● **MARCHE À SUIVRE**:
Poursuivez l’entretien où Pierre Palmade évoque son retour aux sketches, en reprenant juste après sa dernière phrase.

● **TEXTE SUPPORT**:
--- --- ---

Pierre Palmade : Oui, c’est un retour aux sources ! Récemment, j’ai regardé mes anciens spectacles et je me suis dit "Mais c’était vachement bien !" Je sors d’une période où je me mettais beaucoup en scène. Je suis un peu à sec sur le côté autofiction comique. J’ai à nouveau envie d’incarner des personnages. De faire rire avec des sketches mais avec des moments un peu absurdes, un peu poétiques… Attention je ne déclame pas des alexandrins non plus ! Mais ma copine Mireille Dumas m’a dit : "Pierre, tu as aussi une part de poésie. Tu offres des choses que tout le monde n’offre pas". Alors je me suis dit qu’il fallait peut-être aller chercher un public de théâtre qui ne s’attend pas qu’à rire. C’est pour ça que je vais au Rond-Point. J’ai même passé une audition de débutant devant Jean-Michel Ribes (directeur du Théâtre du Rond-Point à Paris, ndlr) !

--- --- ---

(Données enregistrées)
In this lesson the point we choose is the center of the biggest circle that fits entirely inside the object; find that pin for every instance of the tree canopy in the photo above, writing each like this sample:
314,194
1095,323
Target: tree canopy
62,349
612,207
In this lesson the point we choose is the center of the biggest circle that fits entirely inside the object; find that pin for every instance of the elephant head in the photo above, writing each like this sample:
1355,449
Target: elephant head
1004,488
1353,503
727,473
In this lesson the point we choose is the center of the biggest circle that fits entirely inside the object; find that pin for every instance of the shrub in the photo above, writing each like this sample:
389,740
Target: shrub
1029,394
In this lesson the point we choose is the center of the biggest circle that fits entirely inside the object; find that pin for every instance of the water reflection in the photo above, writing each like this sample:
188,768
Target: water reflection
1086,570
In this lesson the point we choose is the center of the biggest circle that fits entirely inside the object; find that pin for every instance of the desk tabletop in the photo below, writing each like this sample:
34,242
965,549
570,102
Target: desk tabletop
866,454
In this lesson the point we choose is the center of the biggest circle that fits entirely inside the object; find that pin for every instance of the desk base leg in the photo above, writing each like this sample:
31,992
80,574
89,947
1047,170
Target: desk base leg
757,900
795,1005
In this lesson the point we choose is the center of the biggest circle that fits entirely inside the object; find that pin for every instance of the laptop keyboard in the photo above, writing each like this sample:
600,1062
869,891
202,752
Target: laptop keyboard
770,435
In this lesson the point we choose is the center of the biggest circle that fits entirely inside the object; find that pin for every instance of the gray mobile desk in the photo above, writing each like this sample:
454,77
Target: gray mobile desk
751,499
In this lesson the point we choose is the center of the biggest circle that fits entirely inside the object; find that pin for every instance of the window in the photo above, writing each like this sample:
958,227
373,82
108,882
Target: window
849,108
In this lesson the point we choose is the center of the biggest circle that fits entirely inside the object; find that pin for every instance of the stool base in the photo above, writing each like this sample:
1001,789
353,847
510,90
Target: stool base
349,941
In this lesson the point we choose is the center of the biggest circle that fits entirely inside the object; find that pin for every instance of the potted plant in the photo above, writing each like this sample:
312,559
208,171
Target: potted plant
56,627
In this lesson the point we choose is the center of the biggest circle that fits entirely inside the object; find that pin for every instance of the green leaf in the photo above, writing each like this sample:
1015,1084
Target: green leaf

--- --- ---

● **RÉPONSE PROPOSÉE**:
"Être moi, ça m'a pris du temps."

Vous vous sentiez limité en tant que comédien quand vous étiez plus jeune ?

Enormément ! Quand j'ai commencé à 20 ans, je n'avais que des aînés : Muriel Robin, Jean-Marie Bigard, Valérie Lemercier. Je me sentais toujours comme le cadet un peu fragile en comédie. J'avais une jeunesse un peu insolente mais eux étaient plus prêts que moi. Quand je me revois, je me dis que j'aurais dû prendre trois-quatre cours de comédie. J'imitais mes idoles : la façon de parler rapidement de Sylvie Joly, la diction saccadée de Jacqueline Maillan... Être moi, ça m'a pris du temps. Bref, je ne savais pas si j'avais envie d'être Claude François ou Guy Bedos !

Vous retrouvez des choses de vous chez certains comiques d'aujourd'hui ?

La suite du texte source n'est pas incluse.